WORK ITEM
Give the data below again exactly as written, but without the pictures.

+++ DATA SHOWN +++

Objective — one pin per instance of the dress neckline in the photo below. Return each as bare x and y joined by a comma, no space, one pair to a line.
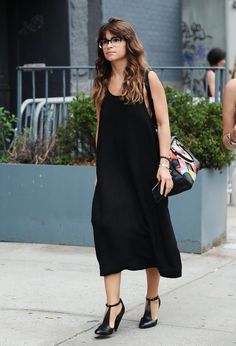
112,94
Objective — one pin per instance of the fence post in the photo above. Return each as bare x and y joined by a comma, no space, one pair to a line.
19,99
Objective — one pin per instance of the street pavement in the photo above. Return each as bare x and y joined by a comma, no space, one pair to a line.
52,295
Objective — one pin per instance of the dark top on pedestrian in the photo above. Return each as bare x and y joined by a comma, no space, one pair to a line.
131,231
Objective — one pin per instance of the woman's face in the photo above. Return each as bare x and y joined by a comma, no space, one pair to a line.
221,63
114,47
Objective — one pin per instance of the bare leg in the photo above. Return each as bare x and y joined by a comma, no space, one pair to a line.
153,279
112,286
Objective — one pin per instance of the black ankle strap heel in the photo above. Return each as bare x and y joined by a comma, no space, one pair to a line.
147,321
104,329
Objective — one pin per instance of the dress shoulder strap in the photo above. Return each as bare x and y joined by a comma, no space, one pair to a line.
149,94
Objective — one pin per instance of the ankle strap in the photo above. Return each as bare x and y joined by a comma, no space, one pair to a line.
111,305
152,299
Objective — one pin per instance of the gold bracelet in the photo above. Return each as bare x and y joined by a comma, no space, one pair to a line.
164,165
230,141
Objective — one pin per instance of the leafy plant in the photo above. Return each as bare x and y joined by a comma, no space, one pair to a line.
76,141
7,129
199,126
27,150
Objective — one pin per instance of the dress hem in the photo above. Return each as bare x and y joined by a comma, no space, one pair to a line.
163,273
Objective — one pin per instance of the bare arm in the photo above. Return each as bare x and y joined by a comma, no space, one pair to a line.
97,129
211,82
162,118
229,114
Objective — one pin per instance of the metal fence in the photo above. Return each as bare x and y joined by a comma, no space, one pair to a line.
44,92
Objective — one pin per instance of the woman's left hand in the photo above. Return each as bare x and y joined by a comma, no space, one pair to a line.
164,176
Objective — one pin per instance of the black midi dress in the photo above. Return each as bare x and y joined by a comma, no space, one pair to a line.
131,231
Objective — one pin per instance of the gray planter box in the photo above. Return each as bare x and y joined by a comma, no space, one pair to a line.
199,215
46,203
52,204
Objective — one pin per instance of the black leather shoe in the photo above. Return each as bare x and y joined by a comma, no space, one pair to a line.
104,329
147,321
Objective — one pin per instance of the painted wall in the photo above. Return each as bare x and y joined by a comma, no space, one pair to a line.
46,204
157,24
231,30
203,28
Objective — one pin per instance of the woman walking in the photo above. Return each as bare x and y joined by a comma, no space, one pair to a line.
131,231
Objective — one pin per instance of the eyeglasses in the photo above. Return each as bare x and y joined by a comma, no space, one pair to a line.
115,41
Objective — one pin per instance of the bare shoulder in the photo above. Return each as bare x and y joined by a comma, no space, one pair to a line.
152,75
154,80
231,86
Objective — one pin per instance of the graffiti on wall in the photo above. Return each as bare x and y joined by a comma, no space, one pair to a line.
196,43
35,24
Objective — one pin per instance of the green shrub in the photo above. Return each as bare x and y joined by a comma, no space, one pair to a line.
76,141
199,126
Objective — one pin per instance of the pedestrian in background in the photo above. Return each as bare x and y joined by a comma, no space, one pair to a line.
229,115
216,58
131,231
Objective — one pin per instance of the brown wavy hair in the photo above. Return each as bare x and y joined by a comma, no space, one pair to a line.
132,89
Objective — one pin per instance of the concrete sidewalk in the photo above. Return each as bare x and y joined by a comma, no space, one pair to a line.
52,295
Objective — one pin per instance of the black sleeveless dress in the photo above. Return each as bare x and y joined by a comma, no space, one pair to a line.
131,231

+++

OUTPUT BELOW
Objective — one pin per instance of the dress neckline in the photo below. Return each as bare x and y joined by a comma, no space, one pair to a line.
112,94
Objective — one pin per instance of the fence post in the photo above. Return each as bare x and y joined by a comma, no space, one pair to a line.
19,99
Objective — one pin per instance of the street pavement in the photo above. Return each as bare x and y joined by a comma, no space, one pair to a line.
52,295
Objective — one pin per instance of the dark top on pedestrian in the photo above. Return each as bare x and y joined by a comma, no space, one pair to a line.
131,231
Objective — one pin per instance of the woman's face in the photo above. Return each as bare x and y joined by a comma, no space, one pair to a line.
221,63
114,47
Objective — one pin per instance of the bare leg in the photo above. Return each as bare x and y joined by a comma, no space, one pair to a line.
153,279
112,286
Objective — one pin per instance of the black ankle strap heel in the photo above. Return each as bare x and y joined by a comma, no space, one pair to a line.
147,321
104,329
Objective — one pin per instance of the dress shoulder strap in the photo above. Return each as bare x and y joined by a comma, no space, one pair to a line.
149,94
Objective — one pin per instance of the ankle strap in the photo above. Return each as bare x and y joined by a comma, no space, one pair to a line.
111,305
152,299
Objective — one pin per instance of the gold bracelet in the photo above. Return each as bare x and y joined by a comma, no space, one pair to a line.
164,165
230,141
Objective — one pin per instance of the leafy plant in the photo above. Return each as bare x and y joined by a comma, no space, one pair to a line.
76,141
7,129
199,126
27,150
Objective — one pin per instance of the dress hem in the photo above. Return each as bare x and y joined by a comma, no space, one pair to a line.
163,273
Objective — one pin per instance of the bare arm in the photo above. Return each as bare x and y joined by a comma, no space, one pair to a line.
97,129
211,82
162,118
229,114
Objective — one pin per instance of the metal fence in the photo above. Return each as bare x and y joined by a comma, no space, one pair to a line.
44,92
Objective — one pin per instance of the woman's left hand in the photo above. Return each as bare x and y joined by a comma, no space, one pair to a line.
164,176
Objective — one pin per instance of the black midi dress in the photo above. Return each as bare x and y joined by a comma, no space, one pair to a line.
131,231
Objective — one pin per instance of the gray planter box in the photo above. Return each as bare x and y joined by a comma, no space, one pair to a line.
199,215
46,203
52,204
Objective — one pin per instance of the black leather shoe in the photo above. Return each as bare x and y joined by a comma, no space, one pair to a line.
104,329
147,321
Objective — one pin per instance of the painted wall in the photo above. Return each as bare x and y joined by a comma, no space, one pair to a line.
46,204
157,24
231,30
203,28
Objective — one pin per instance of the woman walking in the photo above. Return each as bare x and y joined by a comma, no space, one pair to a line.
131,231
Objective — one pin per instance of the eyeglasses in the photo above. Return each as bare x and y joined by a comma, no space, one pair to a line.
115,41
Objective — one pin per instance of the bare shoulder in the photo above. Return each as bare x and y joined by a comma, no space, one pair to a line.
152,75
154,80
231,86
Objective — one pin per instance of the graffiti on wall in the photo above. Return each as bare x and y joined by a comma, no space, one pair to a line.
196,43
35,24
Objective — one pin per instance of the green shrub in the photo above. Return each as bare x and y joined by a comma, no space, one pair to a line.
76,141
199,126
Objective — one pin per instance of the pedestrian in background in the photo above. Return each as bare x and y joined by a comma, no space, one pair to a line.
229,115
216,58
131,231
Objective — one pin per instance of the brown wavy hair in the photo above. Return each as bare x and y joined by a comma, no space, one pair to a line.
132,89
Objective — one pin per instance of the concrete sidewalk in the photo above. Return each as bare x and y joined by a comma, no space, one pair to a line.
52,295
Objective — one pin per instance of the black sleeveless dress in the photo above. Return each as bare x and y joined by a comma, no space, one pair to a line.
131,231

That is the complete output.